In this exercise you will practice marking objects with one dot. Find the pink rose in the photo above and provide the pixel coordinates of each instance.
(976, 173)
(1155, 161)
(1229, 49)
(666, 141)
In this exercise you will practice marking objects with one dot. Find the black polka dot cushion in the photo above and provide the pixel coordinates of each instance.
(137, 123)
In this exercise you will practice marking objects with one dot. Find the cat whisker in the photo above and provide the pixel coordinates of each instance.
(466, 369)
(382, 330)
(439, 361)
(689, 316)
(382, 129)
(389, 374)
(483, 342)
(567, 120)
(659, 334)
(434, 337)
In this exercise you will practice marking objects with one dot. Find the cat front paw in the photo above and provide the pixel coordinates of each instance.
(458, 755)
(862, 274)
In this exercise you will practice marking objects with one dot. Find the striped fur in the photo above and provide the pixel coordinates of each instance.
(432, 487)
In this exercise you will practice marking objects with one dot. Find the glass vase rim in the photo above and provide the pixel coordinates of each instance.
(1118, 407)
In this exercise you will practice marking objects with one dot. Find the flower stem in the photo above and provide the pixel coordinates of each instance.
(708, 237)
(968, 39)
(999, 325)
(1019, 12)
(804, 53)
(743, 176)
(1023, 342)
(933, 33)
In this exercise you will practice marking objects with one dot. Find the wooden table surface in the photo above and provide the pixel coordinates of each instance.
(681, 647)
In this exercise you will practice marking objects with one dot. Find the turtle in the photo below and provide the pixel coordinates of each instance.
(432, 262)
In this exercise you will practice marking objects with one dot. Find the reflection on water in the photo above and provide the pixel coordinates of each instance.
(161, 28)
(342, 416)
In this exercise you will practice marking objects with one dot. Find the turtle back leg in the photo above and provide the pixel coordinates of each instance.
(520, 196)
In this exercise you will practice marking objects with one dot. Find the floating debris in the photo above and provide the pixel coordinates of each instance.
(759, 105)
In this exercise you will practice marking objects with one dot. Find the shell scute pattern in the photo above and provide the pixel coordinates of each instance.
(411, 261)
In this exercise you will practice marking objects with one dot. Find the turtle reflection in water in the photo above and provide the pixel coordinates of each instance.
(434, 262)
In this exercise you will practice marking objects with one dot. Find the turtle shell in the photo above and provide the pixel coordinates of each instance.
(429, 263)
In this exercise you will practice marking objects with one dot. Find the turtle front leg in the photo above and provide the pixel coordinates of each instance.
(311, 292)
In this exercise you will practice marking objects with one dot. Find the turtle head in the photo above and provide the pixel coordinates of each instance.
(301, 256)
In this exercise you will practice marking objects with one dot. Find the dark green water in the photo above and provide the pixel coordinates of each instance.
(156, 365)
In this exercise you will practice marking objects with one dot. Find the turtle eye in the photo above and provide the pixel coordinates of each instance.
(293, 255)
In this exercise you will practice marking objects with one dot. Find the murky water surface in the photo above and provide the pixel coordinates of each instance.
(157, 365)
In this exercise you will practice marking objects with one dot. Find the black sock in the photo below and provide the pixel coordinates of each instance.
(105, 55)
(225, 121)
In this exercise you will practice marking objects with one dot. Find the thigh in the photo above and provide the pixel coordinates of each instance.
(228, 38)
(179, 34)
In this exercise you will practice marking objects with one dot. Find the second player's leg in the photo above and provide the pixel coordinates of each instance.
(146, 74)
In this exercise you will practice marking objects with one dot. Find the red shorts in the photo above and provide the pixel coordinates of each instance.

• _Exercise_: Copy the listing in full, and keep every word exactly as it is.

• _Expected answer_:
In this exercise you will practice marking objects with one dot. Find the pink rose in the photo above and provide the pixel coordinates of each instance.
(976, 173)
(1155, 161)
(1229, 49)
(666, 141)
In this exercise you will practice marking objects with one dot. Find the black polka dot cushion in the photo above and provide the pixel coordinates of each instance.
(137, 123)
In this exercise you will practice marking objects with one dot. Find the cat whisker in the photo above and provide the pixel coordinates of each instance.
(466, 369)
(382, 330)
(439, 361)
(689, 316)
(382, 129)
(389, 374)
(483, 342)
(567, 120)
(659, 334)
(434, 337)
In this exercise you will practice marking objects with one dot. Find the cat front paw in the photo above and provide the pixel coordinates of each instance.
(458, 755)
(862, 274)
In this exercise you will practice marking objects with one dot. Find the striped fur in the photo above and provide the pixel coordinates of each instance.
(432, 487)
In this exercise you will practice marking objects with one dot. Find the glass vase rim in the photo above and provide the pixel coordinates of each instance.
(1118, 407)
In this exercise you will practice marking objects with one dot. Find the flower stem in the photo above and provide the pixel coordinates of each instance.
(708, 237)
(968, 39)
(999, 325)
(1019, 12)
(804, 53)
(743, 176)
(1023, 342)
(933, 33)
In this exercise you will practice marking objects with one dot. Find the wooden table surface in the photo above and provide the pixel coordinates of each instance.
(681, 647)
In this exercise you will practice marking objects with one dot. Find the turtle in the photo below and provide the pixel coordinates of each instance.
(432, 262)
In this exercise you will practice marking objects with one dot. Find the reflection on water in the photo above and provide the pixel coordinates of each instance.
(161, 28)
(342, 416)
In this exercise you will practice marking objects with one dot. Find the turtle back leg in the photo above and provide the pixel coordinates of each instance.
(520, 196)
In this exercise you will practice marking objects with one dot. Find the floating debris in the photo above and provide the pixel coordinates of each instance.
(759, 105)
In this exercise you will practice marking objects with one dot. Find the shell scute pattern in the photo above and provide the pixel coordinates of each instance.
(411, 261)
In this exercise you will practice marking objects with one dot. Find the turtle reflection in water in the photo above and provide the pixel coordinates of each instance.
(434, 262)
In this exercise you will practice marking objects with one dot. Find the turtle shell in the photo above and provide the pixel coordinates of each instance.
(429, 263)
In this exercise you will practice marking objects with one dot. Find the turtle front leg in the photo above and provide the pixel coordinates of each instance.
(311, 292)
In this exercise you will practice marking objects with one dot. Find the turtle head in the photo above and provide the pixel coordinates of each instance.
(301, 256)
In this exercise you will practice marking objects with one dot. Find the dark green water in the photo above and provide the pixel coordinates of each instance.
(156, 365)
In this exercise you will practice marking objects with one dot. Find the turtle eye in the photo above and provide the pixel coordinates of each instance.
(293, 255)
In this exercise you will practice marking objects with one dot. Find the murky water surface in the photo above and provide the pixel coordinates of each instance.
(157, 365)
In this exercise you will practice marking objects with one dot. Find the black sock in the photo below and provide the pixel coordinates of each instance.
(105, 55)
(225, 121)
In this exercise you will practice marking objects with one dot. Find the thigh in the photo above and provide the pixel coordinates of each instance.
(228, 38)
(179, 34)
In this exercise you will practice marking objects with one dot. Find the second player's leg in the photo above and provide the pixel coordinates of each instance.
(146, 74)
In this exercise you will practice marking objects with one dot. Find the red shorts in the photo above and provide the pixel coordinates of each instance.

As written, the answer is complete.